## Short problem
Rewrite all the lines below, changing every "Indicate" to "Mark" and leaving everything else unchanged.

[start Dataset extract]

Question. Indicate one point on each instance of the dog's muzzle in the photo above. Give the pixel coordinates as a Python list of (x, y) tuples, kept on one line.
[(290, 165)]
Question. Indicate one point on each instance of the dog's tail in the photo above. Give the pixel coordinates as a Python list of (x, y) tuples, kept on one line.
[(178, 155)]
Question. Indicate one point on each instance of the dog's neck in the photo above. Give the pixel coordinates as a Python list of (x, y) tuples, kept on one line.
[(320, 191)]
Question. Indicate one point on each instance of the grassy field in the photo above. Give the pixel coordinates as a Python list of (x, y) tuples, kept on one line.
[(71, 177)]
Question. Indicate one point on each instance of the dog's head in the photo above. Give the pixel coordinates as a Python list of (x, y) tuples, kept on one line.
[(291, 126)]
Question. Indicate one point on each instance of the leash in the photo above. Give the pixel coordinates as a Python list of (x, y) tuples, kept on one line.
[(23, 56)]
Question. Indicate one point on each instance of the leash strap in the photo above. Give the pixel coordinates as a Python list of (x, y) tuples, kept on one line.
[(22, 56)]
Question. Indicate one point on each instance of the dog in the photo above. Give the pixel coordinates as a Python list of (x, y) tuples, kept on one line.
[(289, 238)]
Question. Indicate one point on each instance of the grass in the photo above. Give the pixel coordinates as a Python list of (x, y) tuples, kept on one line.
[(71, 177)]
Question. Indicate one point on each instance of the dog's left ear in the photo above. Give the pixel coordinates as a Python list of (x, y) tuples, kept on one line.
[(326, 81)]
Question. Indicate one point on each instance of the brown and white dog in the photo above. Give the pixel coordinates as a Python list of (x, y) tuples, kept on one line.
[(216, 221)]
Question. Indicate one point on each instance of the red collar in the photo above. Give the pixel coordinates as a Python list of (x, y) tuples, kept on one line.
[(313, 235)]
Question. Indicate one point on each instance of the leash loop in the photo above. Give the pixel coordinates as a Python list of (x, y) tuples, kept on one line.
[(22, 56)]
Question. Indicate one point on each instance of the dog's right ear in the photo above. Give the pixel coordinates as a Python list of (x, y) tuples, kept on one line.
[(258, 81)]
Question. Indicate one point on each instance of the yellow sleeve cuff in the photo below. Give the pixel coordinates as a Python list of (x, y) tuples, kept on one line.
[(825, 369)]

[end Dataset extract]

## Exercise solution
Question. Mark one point on each instance of the dog's muzzle in the photo above. Give the pixel coordinates as a Python list of (x, y) tuples, kept on one line.
[(290, 165)]
Question. Mark one point on each instance of the dog's tail in the photo above. Give the pixel coordinates as a Python list of (x, y) tuples, kept on one line.
[(178, 155)]
Question. Mark one point on each instance of the dog's neck in the photo above. Give the pixel coordinates as a Python list of (x, y) tuples, kept on one line.
[(320, 191)]
Question. Mark one point on each instance of the grassy field in the photo above. Give the pixel coordinates as a Python list of (x, y) tuples, kept on one line.
[(71, 177)]
Question. Mark one point on each instance of the dog's head in the photo above. Give the pixel coordinates as a Python list of (x, y) tuples, kept on one line.
[(291, 126)]
Question. Mark one point on each instance of the leash in the photo above. Give the pixel coordinates as a Python list of (x, y) tuples, kept on one line.
[(23, 56)]
Question. Mark one point on each instance of the leash strap in the photo above. Give the pixel coordinates as a Python list of (x, y) tuples, kept on one line.
[(22, 56)]
Question. Mark one point on each instance of the dog in the photo above. Give the pixel coordinates as a Python list of (x, y) tuples, kept on one line.
[(289, 238)]
Question. Mark one point on each instance of the grass in the photo above. Give the pixel coordinates as a Python list of (x, y) tuples, kept on one line.
[(71, 177)]
Question. Mark one point on each instance of the dog's left ear in the photo above. Give the pixel coordinates as a Python list of (x, y) tuples, kept on one line.
[(326, 81)]
Question. Mark one point on each instance of the brown and white dog in the photo above. Give the pixel coordinates as a Python list of (x, y) tuples, kept on one line.
[(216, 221)]
Question. Mark one point on each instance of the red collar in the photo above. Give the pixel coordinates as a Python list of (x, y) tuples, kept on one line.
[(313, 235)]
Question. Mark one point on each instance of the leash loop in the photo above. Give the pixel coordinates as a Python list of (x, y) tuples, kept on one line.
[(22, 56)]
Question. Mark one point on each instance of the dog's right ear in the photo above. Give the pixel coordinates as a Python list of (x, y) tuples, kept on one line.
[(258, 81)]
Question. Mark one point on each instance of the yellow sleeve cuff in the photo below. Give the pixel coordinates as a Python list of (x, y) tuples, kept on one line.
[(825, 369)]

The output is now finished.